Locate every line in the records below that contains the string "horse" and copy each one out. Case counts.

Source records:
━━━━━━

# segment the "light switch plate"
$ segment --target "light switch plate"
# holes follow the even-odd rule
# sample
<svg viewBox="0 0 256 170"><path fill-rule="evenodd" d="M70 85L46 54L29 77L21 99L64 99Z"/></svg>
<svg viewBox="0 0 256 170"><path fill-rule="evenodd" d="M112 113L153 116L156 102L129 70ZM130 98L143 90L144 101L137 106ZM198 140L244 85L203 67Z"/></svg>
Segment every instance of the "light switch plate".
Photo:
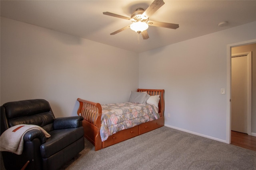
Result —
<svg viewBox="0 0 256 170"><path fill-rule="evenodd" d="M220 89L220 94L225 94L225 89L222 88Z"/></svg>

━━━━━━

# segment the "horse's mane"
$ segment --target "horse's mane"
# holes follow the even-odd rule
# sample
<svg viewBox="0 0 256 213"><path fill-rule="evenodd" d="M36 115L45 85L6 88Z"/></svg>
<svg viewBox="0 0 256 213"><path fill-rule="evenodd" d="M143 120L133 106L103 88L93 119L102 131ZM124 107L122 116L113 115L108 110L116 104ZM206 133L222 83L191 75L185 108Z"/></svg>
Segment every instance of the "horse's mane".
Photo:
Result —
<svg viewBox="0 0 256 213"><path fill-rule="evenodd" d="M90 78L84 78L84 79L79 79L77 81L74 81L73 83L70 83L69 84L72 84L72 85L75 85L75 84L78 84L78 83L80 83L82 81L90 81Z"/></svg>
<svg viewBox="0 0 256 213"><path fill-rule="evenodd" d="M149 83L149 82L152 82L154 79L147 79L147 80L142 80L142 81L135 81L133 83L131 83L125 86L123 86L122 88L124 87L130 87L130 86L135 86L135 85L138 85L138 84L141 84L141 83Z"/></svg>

━━━━━━

WORKED ANSWER.
# segment the "horse's mane"
$ segment --target "horse's mane"
Segment every instance of the "horse's mane".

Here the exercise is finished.